• _Exercise text_
════════════════════

5 Things About Carbs You Need to Stop Believing


The Truth About Carbs (and Why You Should Be Eating Them)


Ask a friend or coworker about carbohydrates and you could get an earful: They’re bad for you. They’re fine—but only if you work out. They’ll make you gain weight. Or maybe: Low-carb diets are the only way to go.


Confused? You’re not alone. There’s a lot of legit information out there, but there’s also a lot of pseudo-science, making it hard to translate any of it into daily, healthy practices.

But before we dive into separating myth from fact, let’s get a few of the basics out of the way. Carbohydrates are one of the main nutrients your body needs, sometimes called macronutrients (There are three macros: carbs, protein, and fat). Carbs are the most important source of energy for your body. Your body will break down carbs into glucose (the sugar found in your blood), and your blood helps transport this fuel all over your body to provide the energy you need to do everything from run and jump to sit and sleep.

Unless your doctor has told you otherwise, carbs are part of an overall healthy diet. But not all carbs are created equal, so it’s important to learn which (and how much) you should be eating. Here are some of the most common carb misconceptions—and the science-backed truth.

Carbs: The Good, The Bad, and The Bogus

1. Myth: Carbs will make you fat.

Truth: It can be tempting to blame any undesirable health issue on a single item—be it sugar, red meat, or gluten. More recently, carbs have been the culprit du jour.

“People like [carbohydrates] so much, they tend to overeat them,” says Keri Gans, R.D., author of The Small Change Diet. “So people gain weight—not because the carbs are bad—but because they’re having too much.”

A lot of those crave-inducing carbs are the kind that are high in refined sugar and low in fiber. Think: candy, crackers, chips, and cookies.

════════════════════

• _Extracted records_
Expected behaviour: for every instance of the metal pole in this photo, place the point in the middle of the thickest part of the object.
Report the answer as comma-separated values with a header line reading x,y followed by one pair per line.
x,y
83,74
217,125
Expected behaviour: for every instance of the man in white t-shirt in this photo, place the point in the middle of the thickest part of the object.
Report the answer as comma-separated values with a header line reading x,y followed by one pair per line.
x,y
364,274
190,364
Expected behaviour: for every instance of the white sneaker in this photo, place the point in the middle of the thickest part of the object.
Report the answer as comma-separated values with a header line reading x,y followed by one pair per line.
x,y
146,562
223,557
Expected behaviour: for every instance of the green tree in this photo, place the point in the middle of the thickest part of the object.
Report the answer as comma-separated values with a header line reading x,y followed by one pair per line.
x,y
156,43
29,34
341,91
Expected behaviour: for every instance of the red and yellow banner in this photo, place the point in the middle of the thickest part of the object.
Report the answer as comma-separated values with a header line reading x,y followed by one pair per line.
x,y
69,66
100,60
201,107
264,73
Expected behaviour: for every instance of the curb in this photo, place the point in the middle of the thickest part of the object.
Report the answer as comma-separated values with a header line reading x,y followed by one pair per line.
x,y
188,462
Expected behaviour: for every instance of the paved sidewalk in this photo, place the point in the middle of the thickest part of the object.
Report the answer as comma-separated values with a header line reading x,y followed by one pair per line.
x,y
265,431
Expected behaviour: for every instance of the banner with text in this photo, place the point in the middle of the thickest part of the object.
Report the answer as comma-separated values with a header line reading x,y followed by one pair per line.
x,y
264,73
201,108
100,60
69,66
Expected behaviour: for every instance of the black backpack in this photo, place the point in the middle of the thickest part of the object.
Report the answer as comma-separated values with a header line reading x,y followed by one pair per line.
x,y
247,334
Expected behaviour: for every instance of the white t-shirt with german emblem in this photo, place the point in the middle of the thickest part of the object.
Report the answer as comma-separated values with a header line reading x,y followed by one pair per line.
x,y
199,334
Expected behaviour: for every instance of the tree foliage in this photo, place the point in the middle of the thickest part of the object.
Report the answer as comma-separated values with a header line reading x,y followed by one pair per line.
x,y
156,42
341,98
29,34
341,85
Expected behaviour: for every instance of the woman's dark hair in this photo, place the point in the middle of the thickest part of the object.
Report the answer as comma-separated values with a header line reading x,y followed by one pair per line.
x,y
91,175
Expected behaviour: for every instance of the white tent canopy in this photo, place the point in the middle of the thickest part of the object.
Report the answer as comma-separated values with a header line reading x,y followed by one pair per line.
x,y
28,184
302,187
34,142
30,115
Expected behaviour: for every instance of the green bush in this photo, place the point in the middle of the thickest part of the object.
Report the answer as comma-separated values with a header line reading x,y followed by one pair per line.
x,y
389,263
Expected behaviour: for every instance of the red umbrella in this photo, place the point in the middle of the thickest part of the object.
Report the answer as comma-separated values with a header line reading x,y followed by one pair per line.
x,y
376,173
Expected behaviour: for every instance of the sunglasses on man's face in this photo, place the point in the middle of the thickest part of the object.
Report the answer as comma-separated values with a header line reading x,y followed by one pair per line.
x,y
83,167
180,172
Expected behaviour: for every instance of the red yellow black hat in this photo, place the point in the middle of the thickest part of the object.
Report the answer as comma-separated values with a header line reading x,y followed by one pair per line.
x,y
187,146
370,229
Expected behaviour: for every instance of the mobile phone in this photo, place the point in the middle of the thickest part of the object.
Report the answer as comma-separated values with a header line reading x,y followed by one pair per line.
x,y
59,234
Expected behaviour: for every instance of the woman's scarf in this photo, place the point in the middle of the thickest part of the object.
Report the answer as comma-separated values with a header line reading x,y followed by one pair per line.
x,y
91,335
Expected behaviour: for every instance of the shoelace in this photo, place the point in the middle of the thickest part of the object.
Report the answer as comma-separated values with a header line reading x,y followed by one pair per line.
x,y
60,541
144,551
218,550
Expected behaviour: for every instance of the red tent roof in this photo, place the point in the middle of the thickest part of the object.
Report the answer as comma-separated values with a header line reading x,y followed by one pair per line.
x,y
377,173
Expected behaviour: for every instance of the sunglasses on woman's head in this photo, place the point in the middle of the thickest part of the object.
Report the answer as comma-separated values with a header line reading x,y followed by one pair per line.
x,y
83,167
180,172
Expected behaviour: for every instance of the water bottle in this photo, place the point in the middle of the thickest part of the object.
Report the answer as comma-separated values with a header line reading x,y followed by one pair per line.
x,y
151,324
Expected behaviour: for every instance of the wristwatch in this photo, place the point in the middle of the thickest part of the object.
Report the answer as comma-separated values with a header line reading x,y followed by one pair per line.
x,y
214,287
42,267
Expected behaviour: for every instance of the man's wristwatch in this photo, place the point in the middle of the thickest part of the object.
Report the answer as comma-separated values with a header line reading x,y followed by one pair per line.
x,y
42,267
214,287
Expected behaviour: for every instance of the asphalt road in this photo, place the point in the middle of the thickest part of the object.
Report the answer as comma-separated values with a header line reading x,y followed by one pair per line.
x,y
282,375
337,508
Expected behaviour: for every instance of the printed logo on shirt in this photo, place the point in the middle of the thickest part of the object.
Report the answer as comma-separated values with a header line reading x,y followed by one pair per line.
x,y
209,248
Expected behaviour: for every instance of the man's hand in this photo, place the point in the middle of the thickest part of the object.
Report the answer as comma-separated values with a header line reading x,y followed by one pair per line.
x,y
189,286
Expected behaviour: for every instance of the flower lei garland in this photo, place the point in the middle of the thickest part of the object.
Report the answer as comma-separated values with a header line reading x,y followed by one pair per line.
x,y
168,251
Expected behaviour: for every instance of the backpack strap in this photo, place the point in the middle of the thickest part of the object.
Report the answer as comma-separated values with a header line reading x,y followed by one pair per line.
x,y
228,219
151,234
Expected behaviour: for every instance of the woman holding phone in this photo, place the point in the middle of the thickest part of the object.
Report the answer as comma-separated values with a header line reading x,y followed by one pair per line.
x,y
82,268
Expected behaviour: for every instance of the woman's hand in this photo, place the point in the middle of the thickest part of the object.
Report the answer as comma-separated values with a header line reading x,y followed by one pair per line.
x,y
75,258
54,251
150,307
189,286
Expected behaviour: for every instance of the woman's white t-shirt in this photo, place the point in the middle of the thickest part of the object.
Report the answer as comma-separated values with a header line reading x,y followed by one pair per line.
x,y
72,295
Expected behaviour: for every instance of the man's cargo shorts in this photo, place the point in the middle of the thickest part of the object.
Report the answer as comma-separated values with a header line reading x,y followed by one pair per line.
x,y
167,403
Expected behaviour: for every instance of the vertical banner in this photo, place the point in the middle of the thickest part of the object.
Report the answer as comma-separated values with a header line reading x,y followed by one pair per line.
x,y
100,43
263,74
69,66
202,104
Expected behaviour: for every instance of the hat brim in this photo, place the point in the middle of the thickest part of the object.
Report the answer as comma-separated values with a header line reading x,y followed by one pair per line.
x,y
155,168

════════════════════

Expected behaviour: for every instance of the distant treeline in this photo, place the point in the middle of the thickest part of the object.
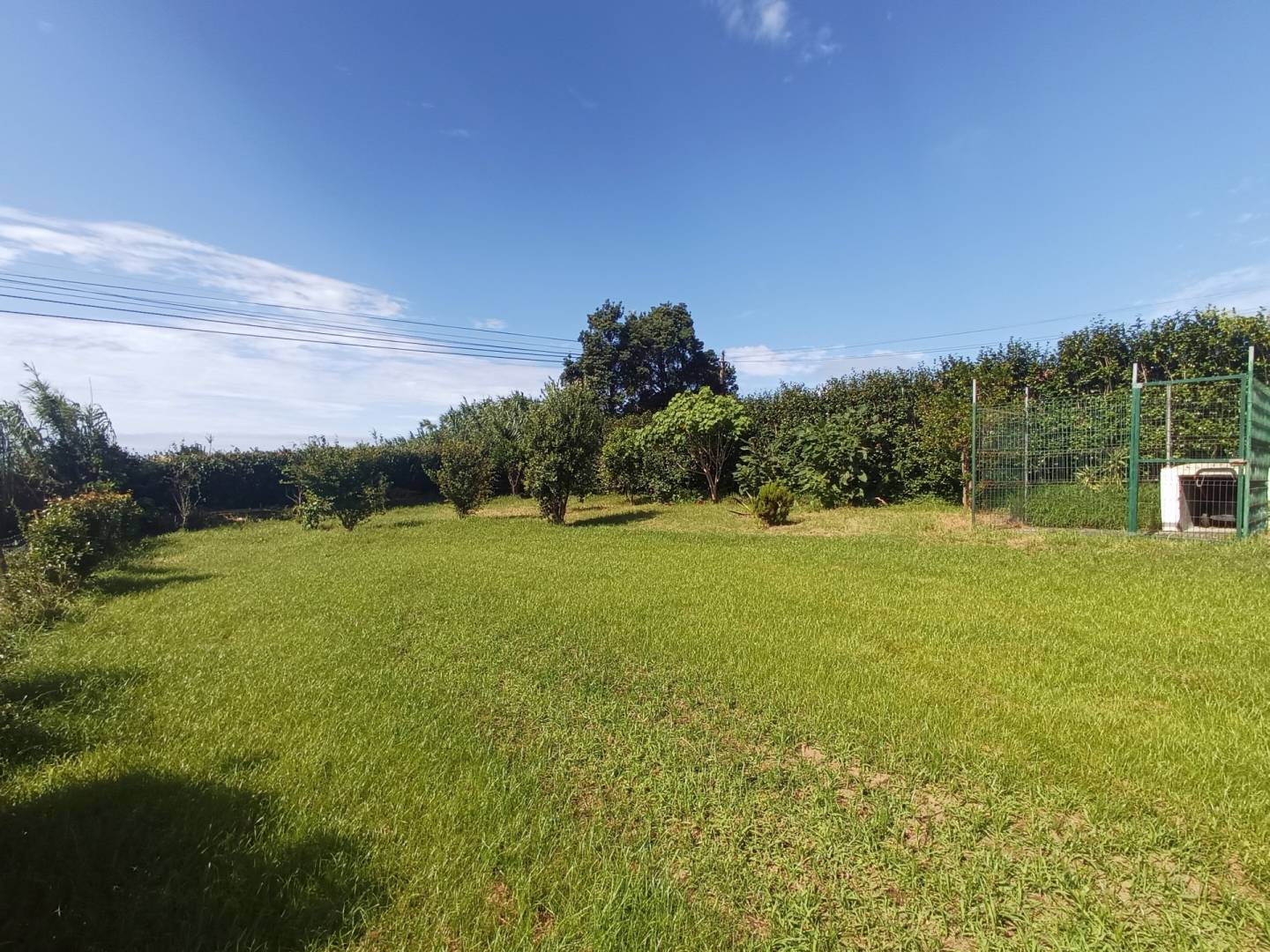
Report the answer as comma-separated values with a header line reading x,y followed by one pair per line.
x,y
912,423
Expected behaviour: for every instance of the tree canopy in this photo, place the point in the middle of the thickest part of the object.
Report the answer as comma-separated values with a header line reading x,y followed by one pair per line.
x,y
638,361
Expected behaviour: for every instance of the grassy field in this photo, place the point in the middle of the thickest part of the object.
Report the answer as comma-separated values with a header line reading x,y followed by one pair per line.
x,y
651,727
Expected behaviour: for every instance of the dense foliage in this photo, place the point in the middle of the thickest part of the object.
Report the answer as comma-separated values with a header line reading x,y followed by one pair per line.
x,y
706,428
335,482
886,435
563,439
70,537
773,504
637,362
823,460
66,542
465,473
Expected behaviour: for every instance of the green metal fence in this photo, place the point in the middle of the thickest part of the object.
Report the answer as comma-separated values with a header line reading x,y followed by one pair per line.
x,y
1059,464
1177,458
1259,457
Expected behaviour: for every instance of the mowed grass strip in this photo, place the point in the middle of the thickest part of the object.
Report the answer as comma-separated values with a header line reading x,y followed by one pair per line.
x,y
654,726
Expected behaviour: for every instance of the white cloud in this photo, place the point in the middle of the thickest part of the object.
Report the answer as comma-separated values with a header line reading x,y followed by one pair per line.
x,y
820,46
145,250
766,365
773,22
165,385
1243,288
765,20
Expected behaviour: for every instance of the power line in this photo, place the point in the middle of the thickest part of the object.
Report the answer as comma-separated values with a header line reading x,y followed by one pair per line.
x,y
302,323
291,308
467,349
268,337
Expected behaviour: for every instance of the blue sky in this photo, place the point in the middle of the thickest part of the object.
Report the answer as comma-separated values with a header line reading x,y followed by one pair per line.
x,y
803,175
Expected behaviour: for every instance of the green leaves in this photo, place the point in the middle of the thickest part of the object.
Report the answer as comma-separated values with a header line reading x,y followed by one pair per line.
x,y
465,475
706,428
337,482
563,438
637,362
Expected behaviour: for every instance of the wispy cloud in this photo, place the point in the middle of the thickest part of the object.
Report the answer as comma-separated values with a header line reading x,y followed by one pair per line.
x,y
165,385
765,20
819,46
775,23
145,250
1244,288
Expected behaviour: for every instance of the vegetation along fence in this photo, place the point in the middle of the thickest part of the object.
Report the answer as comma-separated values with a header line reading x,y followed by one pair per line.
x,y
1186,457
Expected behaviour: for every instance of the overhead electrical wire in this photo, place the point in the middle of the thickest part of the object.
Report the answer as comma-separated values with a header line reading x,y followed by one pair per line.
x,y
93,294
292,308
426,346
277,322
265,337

════════════════════

Transcribe the passage from the text on carbohydrates that begins with "Unless your doctor" and ends with "the science-backed truth.". The data above is separate from the text on carbohydrates and has nothing to do with it.

• _Solution to the exercise_
Unless your doctor has told you otherwise, carbs are part of an overall healthy diet. But not all carbs are created equal, so it’s important to learn which (and how much) you should be eating. Here are some of the most common carb misconceptions—and the science-backed truth.